§ **WHAT YOU NEED TO DO**
- 1) How tall is the bell tower of the Église Saint-Vincent, according to the page extract about Nay?
- 2) Rewrite everything from "Orgue de Busnel" down to "of béarnaise ethnology." in the page extract about Nay, renaming "Orgue de Busnel" as "Busnel organ".

══ PAGE EXTRACT ══

In 2006, the communal government had thirty-two officers and employees; this was fewer than it had been in 2001.

Mayors of Nay
| Election date | Name |
Data before 1995 is not currently available.
| 1995 | Maurice Triep-Capdeville |
| 2001 | Robert Malterre |
| 2008 | Guy Chabrout |

==Religious heritage==
The Église Saint-Vincent (15th century) (M.H.): The west wall was built before the fortified town (which was created in 1302 by Marguerite de Moncade, viscountess of Bearn) and the bell of 1245, which still rings. The bell tower (33 m) was added in 1520.

Orgue de Busnel (1676) (M.H.): pulpit, font and leaf (16th century), Way of the Cross, statues and paintings (17th and 19th Centuries).

Chapelle Saint-Joseph (1897): stained glass (1900).

==Civil heritage==
- Maison Carrée de Jeanne d'Albret (16th Century) (MH), home built in the style of the Italian Renaissance. The Maison is organized around its courtyard and garden, testifying to the properties due to the textile industry.
Vaulted galleries on 4 levels, stairs, frame home on the street, wooden railings, fireplaces, floors and ceilings.

Includes an exposition of Béarnais furniture from the 17th through the start of the 19th century, representing the major schools of furniture (Morlaàs, Monein, etc.) of béarnaise ethnology.

Temporary exhibitions and events throughout the year.

==To see==
- Le musée du béret (Museum of the Beret)
- The making of bells
- La Minoterie (Contemporary art expositions)
- The town market (Tuesday and Saturday mornings)
- The Maison Carrée de Jeanne d'Albret (Said to be the birthplace of King Henri IV)

═══
══ DATA EXCERPTS ══

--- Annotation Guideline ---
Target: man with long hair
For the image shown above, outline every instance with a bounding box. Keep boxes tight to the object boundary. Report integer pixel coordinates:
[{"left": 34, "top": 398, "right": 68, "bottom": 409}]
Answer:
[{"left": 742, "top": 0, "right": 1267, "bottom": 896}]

═══
══ DATA EXCERPTS ══

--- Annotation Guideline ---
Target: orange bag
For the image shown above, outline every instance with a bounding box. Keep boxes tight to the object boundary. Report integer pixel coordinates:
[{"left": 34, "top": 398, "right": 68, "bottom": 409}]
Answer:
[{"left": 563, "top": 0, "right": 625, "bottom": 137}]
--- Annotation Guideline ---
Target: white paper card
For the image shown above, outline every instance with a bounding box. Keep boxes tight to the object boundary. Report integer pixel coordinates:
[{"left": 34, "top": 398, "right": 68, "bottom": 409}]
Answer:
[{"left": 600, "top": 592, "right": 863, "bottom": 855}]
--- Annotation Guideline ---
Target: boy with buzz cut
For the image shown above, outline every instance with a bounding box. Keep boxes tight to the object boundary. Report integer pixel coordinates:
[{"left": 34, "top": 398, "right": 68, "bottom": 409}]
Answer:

═══
══ DATA EXCERPTS ══

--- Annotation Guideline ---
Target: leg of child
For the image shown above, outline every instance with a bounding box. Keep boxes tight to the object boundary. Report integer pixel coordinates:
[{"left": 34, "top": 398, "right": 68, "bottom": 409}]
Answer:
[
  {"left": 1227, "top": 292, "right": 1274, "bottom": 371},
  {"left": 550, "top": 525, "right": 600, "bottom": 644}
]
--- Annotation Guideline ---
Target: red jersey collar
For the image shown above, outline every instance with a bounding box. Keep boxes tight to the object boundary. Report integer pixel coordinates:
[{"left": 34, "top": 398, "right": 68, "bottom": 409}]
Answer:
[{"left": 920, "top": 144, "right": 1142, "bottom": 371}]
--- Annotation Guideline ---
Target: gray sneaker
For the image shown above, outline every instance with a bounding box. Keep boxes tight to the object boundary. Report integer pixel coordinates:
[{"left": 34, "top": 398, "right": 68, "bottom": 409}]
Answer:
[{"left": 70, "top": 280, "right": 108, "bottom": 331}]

═══

§ **RESPONSES PER TASK**
- 1) 33 m

- 2)
Busnel organ (1676) (M.H.): pulpit, font and leaf (16th century), Way of the Cross, statues and paintings (17th and 19th Centuries).

Chapelle Saint-Joseph (1897): stained glass (1900).

==Civil heritage==
- Maison Carrée de Jeanne d'Albret (16th Century) (MH), home built in the style of the Italian Renaissance. The Maison is organized around its courtyard and garden, testifying to the properties due to the textile industry.
Vaulted galleries on 4 levels, stairs, frame home on the street, wooden railings, fireplaces, floors and ceilings.

Includes an exposition of Béarnais furniture from the 17th through the start of the 19th century, representing the major schools of furniture (Morlaàs, Monein, etc.) of béarnaise ethnology.